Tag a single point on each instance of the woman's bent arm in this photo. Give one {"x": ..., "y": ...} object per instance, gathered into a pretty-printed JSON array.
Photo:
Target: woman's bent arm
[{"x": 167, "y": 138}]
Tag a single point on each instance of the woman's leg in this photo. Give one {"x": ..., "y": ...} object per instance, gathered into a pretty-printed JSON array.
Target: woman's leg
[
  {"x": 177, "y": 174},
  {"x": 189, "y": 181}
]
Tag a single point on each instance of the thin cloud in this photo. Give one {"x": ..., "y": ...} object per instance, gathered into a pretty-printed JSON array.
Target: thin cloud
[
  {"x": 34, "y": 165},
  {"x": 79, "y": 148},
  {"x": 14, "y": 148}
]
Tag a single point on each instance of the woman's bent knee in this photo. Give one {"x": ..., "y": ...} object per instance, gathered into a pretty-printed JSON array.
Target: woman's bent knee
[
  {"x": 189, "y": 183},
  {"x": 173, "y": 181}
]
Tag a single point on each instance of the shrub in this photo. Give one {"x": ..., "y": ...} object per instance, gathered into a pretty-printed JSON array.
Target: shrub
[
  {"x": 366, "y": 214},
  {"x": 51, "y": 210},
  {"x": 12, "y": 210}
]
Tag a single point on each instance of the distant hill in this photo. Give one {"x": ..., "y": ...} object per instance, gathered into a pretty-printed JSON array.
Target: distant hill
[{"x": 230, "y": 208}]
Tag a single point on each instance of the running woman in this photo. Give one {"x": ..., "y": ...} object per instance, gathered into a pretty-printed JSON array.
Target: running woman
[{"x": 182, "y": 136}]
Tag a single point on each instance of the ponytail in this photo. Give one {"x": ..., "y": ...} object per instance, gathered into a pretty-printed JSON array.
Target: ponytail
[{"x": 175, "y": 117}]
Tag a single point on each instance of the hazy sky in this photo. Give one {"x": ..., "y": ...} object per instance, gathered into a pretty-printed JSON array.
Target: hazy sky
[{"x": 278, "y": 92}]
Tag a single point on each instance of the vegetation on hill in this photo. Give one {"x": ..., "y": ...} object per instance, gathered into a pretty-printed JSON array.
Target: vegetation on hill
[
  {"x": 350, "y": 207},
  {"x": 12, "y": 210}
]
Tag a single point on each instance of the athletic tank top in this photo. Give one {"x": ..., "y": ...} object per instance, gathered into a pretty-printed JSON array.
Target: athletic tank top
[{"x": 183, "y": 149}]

━━━━━━━━━━

### [DIRECTIVE]
Rewrite the part of the entries that opens with the line containing "Tag a single point on each instance of the ponytail" and runs through the end of the entries, replacing "Target" with "Object" and leaving everything else unchanged.

### [THE ANSWER]
Tag a single point on each instance of the ponytail in this photo. Give one {"x": ..., "y": ...} object per instance, gathered into a pretty-printed JSON array.
Object: ponytail
[{"x": 175, "y": 117}]
Tag a single point on each instance of the hazy sky in this photo. Give one {"x": ..., "y": ...} object per instance, gathered into a pretty-printed JSON array.
Object: hazy sky
[{"x": 278, "y": 92}]
Tag a single point on each instance of the vegetation on hill in this photo. Give one {"x": ..., "y": ...} object per instance, gathered into a pretty-printed JSON array.
Object: vegetation on hill
[
  {"x": 350, "y": 207},
  {"x": 12, "y": 210}
]
Tag a single point on each instance of the athletic tank top in this photo. Give one {"x": ..., "y": ...} object per instance, gathered into a pretty-printed JSON array.
Object: athletic tank top
[{"x": 183, "y": 149}]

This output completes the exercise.